== QUOTED PASSAGE ==

Trump Disputes Puerto Rico Hurricane Deaths; Hurricane Florence Begins Battering East Coast. Aired 4-4:30p ET

Aired September 13, 2018 - 16:00   ET

THIS IS A RUSH TRANSCRIPT. THIS COPY MAY NOT BE IN ITS FINAL FORM AND MAY BE UPDATED.


[16:00:15]

ANNOUNCER: This is CNN breaking news.

JAKE TAPPER, CNN ANCHOR: For viewers in the United States and around the world, welcome to THE LEAD. I'm Jake Tapper.

We are going to start with the national lead.

Just as warned, Hurricane Florence is moving into the East Coast of the United States with a vengeance. The power of this storm is already pushing ocean waves into coastal towns, and we're not even in the thick of it yet, hardly.

The size of the storm is what it so dangerous, experts say. In just 48 hours, Florence doubled in size, and the storm is slowing down, which presents even bigger problems, such as the wind. For instance, take a listen to this. These kind gusts are getting quite intense. Some people are going to feel hurricane-force winds for 24 hours. Tropical-storm-force winds could last for three whole days.

And then, of course, there's the rain. Take Wilmington, North Carolina. It could get eight months' worth of rain over the next three days and shatter its all-time rainfall record.

As Hurricane Florence starts to make landfall, we have teams along on the Carolina coast and in the CNN Severe Weather Center to show every angle of the storm.

I'm going to start with CNN's Dianne Gallagher in New Bern, North Carolina, where waters are already starting to rise.

Dianne, how fast, how quickly are conditions escalating?

DIANNE GALLAGHER, CNN CORRESPONDENT: Jake, we're actually starting to get some pretty severe weather now.

At this point, we have mostly been dealing with flooding for the past few hours, but the wind and rain is starting to kick up. To give you an idea of how fast the water has been rising, where I'm standing now, it was up to around my ankles or so before. I was initially, around 1:00 p.m., out there where those gates are.

It's actually a park. We're in a park. It's Union Point Park in New Bern, North Carolina. There are benches which you can no longer see that you could sit on. They are now underwater, as the Neuse River has risen.

===

#### INSTRUCTION:
Write out, word for word, the portion of the transcript that opens with the words containing "The size of" and closes with "of the storm.".

== DATA PROVIDED ==

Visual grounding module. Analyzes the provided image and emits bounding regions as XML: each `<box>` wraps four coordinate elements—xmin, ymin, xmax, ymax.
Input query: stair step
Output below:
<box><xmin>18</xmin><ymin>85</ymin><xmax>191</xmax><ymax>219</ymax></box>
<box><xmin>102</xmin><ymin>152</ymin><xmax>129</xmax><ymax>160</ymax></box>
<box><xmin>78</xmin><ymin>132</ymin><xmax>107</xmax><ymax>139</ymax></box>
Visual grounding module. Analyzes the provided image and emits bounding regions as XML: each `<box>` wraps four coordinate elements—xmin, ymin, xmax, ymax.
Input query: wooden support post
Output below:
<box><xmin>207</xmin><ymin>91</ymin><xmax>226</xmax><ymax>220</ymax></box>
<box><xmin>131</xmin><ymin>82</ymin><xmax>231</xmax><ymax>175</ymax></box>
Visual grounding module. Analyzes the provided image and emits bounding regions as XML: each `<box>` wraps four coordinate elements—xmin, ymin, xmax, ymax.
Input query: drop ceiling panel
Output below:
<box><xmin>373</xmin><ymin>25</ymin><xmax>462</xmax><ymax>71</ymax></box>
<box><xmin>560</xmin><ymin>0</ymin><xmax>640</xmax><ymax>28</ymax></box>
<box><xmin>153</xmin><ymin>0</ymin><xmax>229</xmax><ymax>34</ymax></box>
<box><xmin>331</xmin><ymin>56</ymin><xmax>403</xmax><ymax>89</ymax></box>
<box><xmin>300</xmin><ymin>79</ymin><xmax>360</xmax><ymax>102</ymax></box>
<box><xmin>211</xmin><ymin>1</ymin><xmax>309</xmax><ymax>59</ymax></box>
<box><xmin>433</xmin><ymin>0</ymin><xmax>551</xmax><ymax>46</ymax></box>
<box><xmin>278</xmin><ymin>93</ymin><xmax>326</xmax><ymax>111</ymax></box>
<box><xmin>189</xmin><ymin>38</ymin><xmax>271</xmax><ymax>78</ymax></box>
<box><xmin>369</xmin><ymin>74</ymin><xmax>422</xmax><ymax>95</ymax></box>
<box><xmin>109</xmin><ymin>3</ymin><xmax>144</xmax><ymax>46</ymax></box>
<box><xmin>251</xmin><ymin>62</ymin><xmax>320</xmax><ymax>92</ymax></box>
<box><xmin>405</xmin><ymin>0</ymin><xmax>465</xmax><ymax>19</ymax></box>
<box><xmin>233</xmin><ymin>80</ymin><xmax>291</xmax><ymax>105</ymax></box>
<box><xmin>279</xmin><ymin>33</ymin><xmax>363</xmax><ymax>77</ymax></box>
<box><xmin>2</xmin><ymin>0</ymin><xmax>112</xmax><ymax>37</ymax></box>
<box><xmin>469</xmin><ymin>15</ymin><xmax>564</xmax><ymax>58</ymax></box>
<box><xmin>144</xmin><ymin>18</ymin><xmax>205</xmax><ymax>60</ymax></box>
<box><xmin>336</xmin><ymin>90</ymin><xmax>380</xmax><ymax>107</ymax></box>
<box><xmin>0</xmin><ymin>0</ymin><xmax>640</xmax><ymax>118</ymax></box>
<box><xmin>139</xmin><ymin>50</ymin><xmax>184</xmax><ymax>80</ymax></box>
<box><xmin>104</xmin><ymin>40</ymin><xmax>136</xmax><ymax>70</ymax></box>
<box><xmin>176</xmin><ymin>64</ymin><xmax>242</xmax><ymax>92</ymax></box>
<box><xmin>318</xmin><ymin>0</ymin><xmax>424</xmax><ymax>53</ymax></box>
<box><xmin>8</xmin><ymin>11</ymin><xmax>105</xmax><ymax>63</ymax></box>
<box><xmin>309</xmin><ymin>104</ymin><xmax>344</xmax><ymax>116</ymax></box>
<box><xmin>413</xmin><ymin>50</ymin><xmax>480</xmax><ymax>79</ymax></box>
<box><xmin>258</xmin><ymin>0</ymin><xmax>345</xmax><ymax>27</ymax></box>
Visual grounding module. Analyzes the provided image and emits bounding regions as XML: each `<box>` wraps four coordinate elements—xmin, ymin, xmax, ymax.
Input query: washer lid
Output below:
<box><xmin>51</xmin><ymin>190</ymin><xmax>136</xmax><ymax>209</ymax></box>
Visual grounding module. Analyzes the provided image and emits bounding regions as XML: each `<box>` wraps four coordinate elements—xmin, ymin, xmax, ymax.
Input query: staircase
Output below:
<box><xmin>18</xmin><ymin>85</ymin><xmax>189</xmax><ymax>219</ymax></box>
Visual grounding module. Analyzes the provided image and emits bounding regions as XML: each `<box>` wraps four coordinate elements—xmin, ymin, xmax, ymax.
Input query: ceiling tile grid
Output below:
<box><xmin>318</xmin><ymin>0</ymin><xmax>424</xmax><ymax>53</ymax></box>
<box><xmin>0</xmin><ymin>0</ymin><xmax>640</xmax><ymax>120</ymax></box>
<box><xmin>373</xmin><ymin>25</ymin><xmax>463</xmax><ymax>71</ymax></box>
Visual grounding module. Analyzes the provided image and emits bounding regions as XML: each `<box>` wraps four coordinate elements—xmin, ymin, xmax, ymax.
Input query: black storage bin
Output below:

===

#### EXERCISE OUTPUT:
The size of the storm is what it so dangerous, experts say. In just 48 hours, Florence doubled in size, and the storm is slowing down, which presents even bigger problems, such as the wind. For instance, take a listen to this. These kind gusts are getting quite intense. Some people are going to feel hurricane-force winds for 24 hours. Tropical-storm-force winds could last for three whole days.

And then, of course, there's the rain. Take Wilmington, North Carolina. It could get eight months' worth of rain over the next three days and shatter its all-time rainfall record.

As Hurricane Florence starts to make landfall, we have teams along on the Carolina coast and in the CNN Severe Weather Center to show every angle of the storm.